[Task prompt]
Rewrite the lines from the one containing "point: building -- for" down to the one containing "column 441, row 561", replacing "thickest" with "widest" and leaving everything else unchanged.

# start of Exercise inputs

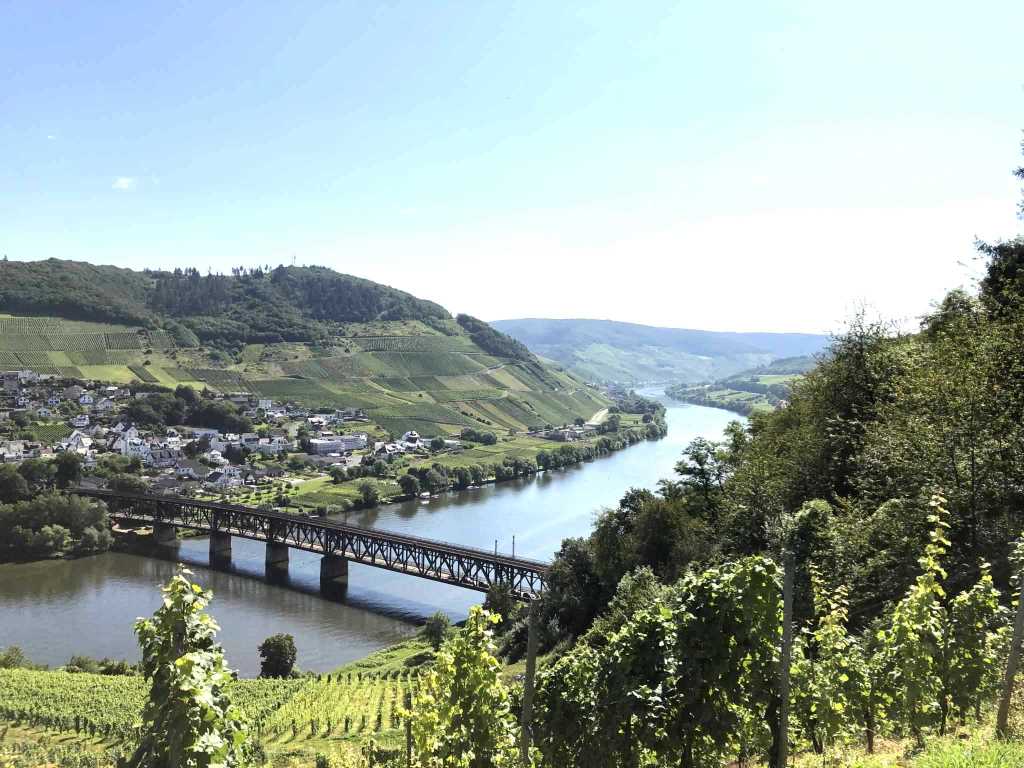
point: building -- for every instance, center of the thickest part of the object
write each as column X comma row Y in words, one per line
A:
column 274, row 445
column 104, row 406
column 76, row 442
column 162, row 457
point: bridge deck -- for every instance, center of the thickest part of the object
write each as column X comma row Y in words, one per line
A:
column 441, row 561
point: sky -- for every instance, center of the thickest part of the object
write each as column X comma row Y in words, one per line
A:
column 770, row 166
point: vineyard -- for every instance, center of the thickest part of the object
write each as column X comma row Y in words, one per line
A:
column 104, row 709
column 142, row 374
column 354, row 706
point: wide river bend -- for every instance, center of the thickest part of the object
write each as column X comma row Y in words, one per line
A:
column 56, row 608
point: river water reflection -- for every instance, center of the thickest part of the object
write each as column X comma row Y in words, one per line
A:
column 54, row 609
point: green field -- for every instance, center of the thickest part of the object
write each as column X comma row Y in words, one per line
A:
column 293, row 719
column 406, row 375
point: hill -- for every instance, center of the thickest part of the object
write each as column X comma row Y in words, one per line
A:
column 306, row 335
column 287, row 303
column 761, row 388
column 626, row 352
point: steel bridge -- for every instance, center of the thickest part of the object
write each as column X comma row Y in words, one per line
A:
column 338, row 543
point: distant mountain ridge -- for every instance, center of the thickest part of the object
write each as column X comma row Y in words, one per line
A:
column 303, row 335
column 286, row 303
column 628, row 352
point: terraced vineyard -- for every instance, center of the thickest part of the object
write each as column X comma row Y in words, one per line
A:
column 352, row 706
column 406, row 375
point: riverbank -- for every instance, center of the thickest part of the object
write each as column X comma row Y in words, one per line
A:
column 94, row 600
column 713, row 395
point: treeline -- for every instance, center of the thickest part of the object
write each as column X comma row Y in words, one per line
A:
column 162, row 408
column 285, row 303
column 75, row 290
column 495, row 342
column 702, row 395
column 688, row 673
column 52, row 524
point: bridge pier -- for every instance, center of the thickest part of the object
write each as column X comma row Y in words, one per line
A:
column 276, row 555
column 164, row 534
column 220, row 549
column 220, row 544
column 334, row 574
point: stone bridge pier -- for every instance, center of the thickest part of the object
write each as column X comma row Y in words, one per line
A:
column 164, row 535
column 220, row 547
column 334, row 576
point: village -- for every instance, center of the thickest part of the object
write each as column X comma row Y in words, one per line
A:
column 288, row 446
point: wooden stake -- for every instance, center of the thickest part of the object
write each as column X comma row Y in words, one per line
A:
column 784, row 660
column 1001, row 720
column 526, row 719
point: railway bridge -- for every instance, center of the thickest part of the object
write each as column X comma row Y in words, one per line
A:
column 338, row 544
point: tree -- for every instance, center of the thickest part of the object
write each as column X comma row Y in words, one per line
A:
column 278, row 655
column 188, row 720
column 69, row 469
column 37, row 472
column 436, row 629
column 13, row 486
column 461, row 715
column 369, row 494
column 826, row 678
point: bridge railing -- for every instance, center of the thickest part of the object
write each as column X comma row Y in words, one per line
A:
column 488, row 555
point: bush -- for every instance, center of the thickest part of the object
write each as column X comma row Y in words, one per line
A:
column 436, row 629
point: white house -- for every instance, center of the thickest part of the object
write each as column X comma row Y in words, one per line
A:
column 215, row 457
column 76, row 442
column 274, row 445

# end of Exercise inputs
# start of Exercise inputs

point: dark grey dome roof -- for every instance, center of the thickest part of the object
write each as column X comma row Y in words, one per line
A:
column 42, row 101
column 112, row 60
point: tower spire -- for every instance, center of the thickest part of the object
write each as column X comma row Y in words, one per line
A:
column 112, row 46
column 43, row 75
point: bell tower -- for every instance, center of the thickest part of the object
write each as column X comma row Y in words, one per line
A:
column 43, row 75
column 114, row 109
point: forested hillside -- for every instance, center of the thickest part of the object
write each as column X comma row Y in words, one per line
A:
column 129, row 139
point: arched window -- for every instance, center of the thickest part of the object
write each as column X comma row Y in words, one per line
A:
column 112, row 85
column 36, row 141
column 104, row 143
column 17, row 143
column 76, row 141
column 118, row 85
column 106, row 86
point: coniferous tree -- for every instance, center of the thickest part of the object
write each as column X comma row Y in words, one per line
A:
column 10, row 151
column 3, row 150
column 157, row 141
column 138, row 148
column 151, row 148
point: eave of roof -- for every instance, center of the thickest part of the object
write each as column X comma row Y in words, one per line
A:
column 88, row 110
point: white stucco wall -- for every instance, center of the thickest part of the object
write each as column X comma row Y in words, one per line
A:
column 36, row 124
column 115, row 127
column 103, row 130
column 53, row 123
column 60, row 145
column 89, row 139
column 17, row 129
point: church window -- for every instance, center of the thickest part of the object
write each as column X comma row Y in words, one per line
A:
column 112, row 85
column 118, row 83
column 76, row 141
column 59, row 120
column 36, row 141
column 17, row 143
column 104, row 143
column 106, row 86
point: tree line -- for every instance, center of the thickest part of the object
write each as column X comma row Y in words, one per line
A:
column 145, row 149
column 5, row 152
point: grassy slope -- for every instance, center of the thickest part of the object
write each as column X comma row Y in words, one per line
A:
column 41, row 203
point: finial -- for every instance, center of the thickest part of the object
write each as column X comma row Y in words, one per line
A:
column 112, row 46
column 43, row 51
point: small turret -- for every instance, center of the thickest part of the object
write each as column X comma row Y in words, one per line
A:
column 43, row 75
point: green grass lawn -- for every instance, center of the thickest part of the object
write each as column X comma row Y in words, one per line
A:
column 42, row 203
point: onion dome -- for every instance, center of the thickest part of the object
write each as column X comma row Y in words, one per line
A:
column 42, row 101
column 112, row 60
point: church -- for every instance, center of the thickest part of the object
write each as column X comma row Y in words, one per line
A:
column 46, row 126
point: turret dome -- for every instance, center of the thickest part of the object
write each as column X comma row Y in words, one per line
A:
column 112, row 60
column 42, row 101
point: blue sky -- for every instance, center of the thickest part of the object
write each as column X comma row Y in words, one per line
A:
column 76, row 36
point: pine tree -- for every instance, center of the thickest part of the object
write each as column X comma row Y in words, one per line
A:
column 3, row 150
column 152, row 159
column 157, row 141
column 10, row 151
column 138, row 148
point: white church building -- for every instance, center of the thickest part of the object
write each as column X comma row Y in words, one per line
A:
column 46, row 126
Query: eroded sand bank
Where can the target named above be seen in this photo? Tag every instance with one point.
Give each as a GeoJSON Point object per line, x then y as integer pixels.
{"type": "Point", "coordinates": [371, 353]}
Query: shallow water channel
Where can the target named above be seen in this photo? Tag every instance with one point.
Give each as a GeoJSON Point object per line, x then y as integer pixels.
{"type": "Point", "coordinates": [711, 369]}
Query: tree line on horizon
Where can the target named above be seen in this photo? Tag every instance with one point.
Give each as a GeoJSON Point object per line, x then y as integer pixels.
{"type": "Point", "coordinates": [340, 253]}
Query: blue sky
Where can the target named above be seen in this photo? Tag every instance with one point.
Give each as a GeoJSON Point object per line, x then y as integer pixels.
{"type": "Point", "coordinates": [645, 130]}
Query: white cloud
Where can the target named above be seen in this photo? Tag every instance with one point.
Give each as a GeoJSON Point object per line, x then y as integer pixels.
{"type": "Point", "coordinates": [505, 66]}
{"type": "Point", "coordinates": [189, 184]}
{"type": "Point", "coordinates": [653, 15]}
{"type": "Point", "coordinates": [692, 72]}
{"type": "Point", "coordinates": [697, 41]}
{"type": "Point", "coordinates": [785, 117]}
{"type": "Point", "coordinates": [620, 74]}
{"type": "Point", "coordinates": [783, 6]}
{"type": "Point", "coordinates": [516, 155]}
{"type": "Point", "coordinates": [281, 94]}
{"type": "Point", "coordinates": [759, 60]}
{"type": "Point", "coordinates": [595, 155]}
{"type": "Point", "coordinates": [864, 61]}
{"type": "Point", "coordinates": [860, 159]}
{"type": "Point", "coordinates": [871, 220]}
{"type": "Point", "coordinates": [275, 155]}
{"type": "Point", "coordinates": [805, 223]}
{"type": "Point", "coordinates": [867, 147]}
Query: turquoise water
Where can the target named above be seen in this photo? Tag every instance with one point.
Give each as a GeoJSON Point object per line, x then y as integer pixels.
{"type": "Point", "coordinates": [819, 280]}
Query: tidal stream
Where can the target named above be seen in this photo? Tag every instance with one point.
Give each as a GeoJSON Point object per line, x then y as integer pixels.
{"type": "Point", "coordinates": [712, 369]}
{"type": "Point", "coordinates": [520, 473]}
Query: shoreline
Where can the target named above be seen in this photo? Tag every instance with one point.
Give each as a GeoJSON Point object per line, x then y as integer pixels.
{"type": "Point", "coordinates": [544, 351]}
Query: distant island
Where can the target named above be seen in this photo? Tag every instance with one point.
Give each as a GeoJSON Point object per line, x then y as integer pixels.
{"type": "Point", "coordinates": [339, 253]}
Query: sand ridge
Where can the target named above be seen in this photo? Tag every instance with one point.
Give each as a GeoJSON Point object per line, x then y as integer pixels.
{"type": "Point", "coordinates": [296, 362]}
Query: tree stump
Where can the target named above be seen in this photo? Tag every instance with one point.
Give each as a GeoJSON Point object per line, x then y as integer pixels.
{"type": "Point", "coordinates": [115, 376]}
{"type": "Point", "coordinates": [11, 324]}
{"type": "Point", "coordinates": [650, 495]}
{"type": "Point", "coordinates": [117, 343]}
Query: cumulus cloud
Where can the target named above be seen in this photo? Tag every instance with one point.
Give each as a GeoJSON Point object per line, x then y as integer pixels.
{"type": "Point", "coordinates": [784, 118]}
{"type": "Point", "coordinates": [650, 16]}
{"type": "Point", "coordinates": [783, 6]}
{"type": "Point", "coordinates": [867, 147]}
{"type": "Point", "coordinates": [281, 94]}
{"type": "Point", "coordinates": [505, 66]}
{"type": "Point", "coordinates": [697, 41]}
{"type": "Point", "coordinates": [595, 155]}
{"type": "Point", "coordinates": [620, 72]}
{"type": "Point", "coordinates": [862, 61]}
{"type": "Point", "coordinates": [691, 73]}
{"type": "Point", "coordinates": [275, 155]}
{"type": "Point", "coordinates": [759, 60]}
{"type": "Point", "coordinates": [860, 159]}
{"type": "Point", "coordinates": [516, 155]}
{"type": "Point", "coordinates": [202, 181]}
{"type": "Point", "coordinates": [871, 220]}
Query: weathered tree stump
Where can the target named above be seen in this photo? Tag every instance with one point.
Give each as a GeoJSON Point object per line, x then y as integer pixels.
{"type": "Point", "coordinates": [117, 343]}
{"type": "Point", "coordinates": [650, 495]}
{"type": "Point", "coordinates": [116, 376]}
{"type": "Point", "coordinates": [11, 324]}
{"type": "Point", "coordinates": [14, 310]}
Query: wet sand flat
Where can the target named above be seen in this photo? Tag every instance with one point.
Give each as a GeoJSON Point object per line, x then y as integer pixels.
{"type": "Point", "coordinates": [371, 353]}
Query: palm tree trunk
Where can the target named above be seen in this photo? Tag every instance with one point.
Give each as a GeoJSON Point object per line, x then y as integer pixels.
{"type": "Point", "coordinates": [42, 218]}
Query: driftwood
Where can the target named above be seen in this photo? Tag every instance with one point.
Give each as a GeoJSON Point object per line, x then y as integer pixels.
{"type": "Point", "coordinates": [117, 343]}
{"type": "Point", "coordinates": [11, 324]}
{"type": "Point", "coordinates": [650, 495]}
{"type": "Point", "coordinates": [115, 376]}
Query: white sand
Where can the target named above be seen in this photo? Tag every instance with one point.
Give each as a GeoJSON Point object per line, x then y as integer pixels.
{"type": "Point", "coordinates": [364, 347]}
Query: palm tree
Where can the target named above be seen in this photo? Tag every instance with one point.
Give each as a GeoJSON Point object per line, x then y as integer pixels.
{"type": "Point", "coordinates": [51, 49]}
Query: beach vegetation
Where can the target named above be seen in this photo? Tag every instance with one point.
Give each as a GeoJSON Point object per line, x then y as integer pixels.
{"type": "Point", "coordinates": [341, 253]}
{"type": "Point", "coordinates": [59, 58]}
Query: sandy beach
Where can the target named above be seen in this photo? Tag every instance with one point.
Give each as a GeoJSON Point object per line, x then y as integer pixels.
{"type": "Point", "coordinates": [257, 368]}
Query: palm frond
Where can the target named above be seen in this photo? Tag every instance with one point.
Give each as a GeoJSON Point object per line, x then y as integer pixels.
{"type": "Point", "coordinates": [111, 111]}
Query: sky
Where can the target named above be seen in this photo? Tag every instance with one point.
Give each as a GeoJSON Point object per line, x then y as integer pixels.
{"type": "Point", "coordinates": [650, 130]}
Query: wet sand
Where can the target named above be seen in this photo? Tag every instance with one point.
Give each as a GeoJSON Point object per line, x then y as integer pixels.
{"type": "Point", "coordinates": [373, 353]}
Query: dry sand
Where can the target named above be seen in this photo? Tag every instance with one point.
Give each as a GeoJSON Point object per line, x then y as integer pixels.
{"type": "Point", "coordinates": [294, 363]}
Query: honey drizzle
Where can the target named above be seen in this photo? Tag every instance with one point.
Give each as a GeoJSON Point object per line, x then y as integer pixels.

# end of Exercise inputs

[Task response]
point: building -- for every instance, center of the widest part of the object
write each as column X comma row Y in words, one per line
A:
column 274, row 445
column 104, row 406
column 76, row 442
column 162, row 457
point: bridge deck -- for every instance, center of the widest part of the object
write each as column X comma row Y in words, one per line
A:
column 441, row 561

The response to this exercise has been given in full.